• Exercise brief
Every line of the material must appear in the answer exactly as it does here.

►

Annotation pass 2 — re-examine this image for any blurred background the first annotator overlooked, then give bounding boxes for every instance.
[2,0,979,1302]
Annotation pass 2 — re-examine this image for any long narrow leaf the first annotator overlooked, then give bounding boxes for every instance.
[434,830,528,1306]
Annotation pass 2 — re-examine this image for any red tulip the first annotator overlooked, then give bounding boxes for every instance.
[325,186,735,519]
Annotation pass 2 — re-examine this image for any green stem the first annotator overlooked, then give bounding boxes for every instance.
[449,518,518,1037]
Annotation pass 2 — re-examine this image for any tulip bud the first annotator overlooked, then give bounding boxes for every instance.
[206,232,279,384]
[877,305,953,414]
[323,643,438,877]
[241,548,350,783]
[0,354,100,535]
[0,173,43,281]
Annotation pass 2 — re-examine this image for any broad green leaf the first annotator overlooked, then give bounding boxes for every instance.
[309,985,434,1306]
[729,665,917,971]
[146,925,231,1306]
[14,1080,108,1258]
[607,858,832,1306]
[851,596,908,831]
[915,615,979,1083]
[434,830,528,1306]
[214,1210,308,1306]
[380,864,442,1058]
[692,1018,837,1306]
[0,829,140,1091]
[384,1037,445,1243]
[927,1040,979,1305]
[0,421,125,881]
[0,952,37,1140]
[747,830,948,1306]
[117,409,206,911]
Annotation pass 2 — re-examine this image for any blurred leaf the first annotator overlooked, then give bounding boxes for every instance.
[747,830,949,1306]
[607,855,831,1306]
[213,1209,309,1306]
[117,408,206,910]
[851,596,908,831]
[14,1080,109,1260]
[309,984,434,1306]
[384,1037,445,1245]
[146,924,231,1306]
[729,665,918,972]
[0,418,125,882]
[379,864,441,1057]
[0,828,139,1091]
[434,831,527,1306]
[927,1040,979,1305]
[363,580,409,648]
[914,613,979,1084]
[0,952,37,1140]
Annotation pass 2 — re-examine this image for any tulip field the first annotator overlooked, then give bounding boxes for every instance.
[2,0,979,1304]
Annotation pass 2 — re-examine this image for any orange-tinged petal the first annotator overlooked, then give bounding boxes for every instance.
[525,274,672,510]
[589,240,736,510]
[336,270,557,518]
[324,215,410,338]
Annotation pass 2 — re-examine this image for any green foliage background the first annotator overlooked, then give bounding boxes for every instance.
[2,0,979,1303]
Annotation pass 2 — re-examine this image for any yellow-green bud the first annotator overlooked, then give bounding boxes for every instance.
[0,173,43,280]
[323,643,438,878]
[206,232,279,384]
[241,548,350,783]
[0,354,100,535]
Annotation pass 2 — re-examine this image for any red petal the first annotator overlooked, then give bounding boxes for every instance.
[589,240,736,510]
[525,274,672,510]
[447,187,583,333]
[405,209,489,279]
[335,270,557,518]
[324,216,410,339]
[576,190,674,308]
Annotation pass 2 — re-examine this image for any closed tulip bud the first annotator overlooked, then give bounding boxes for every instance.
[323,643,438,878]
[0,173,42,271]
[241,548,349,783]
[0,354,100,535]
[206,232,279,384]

◄

• Answer area
Annotation pass 2 — re-examine this image for any blurred background the first annotator overlooked, then give bounding boxes for every instance.
[2,0,979,1302]
Annotation pass 2 — re-examine this image for any long narrow leaf the first annotator overlooked, then give bounding boxes for every instance.
[434,830,528,1306]
Annotation pass 2 — re-examine this image for any red tulip the first annotator overlooked, then give bounding boxes for every instance.
[325,186,735,519]
Annotation pass 2 — re-examine this image for any green stem the first annotator overlooked, then give bounding boxes for every instance.
[449,518,518,1037]
Annotation pass 2 — re-examine this image for any tulip bud the first annotator overlooked, then give bounding boxes for every instance.
[206,232,279,384]
[877,305,953,414]
[323,643,438,877]
[241,548,350,783]
[0,354,100,535]
[0,173,43,281]
Annotation pass 2 — re-examine this image for any broad green leaf the first annotator overlooked, then give bounding boxes for every instance.
[309,985,434,1306]
[729,665,917,971]
[146,925,231,1306]
[14,1080,108,1258]
[607,858,832,1306]
[851,596,908,831]
[915,615,979,1083]
[434,830,528,1306]
[214,1210,308,1306]
[380,864,442,1058]
[692,1018,837,1306]
[0,829,140,1091]
[384,1037,445,1243]
[927,1040,979,1305]
[0,421,125,881]
[0,952,37,1140]
[747,830,948,1306]
[117,409,206,911]
Annotation pass 2 — re-examine this image for any blurred leaf the first annotator overlooked, then give bounding boxes for every instance.
[747,830,949,1306]
[607,855,831,1306]
[213,1209,309,1306]
[117,408,206,910]
[851,596,908,831]
[14,1080,109,1260]
[309,984,434,1306]
[384,1037,445,1245]
[146,924,231,1306]
[729,665,918,972]
[0,418,125,882]
[379,864,441,1057]
[0,828,139,1091]
[434,831,527,1306]
[927,1040,979,1305]
[363,580,409,648]
[914,613,979,1084]
[0,952,37,1140]
Annotation pass 2 — re-examine this image for any tulip field the first annotator overlooked, then give bounding boxes for every instance.
[2,0,979,1304]
Annotation pass 2 — re-examine this image for any orange-tinged petal the first annotator overlooked, then give bounding boxes for every instance.
[525,274,672,510]
[589,240,736,510]
[336,270,557,518]
[324,215,410,338]
Annotation pass 2 — re-examine this image for any green foliage background the first annotator overlooked, then give bounding boxes for every instance.
[2,0,979,1303]
Annotation pass 2 — re-examine this image for any yellow-green bud the first annotator overlooked, then give bounding boxes for every instance.
[0,173,43,280]
[323,643,438,878]
[206,232,279,384]
[241,548,350,783]
[0,354,100,535]
Annotation pass 2 — re-examine this image for any red petal the first annotator overlooked, then give bounding boxes for every instance.
[589,240,736,510]
[525,274,672,510]
[447,187,583,333]
[405,209,489,279]
[335,270,557,518]
[324,216,410,339]
[576,190,674,308]
Annotation pass 2 — re-examine this image for any closed tulip bud the first annotator overlooked, then give bounding boxes for every instance.
[323,643,438,878]
[0,173,42,271]
[241,548,349,783]
[0,354,100,535]
[206,232,279,384]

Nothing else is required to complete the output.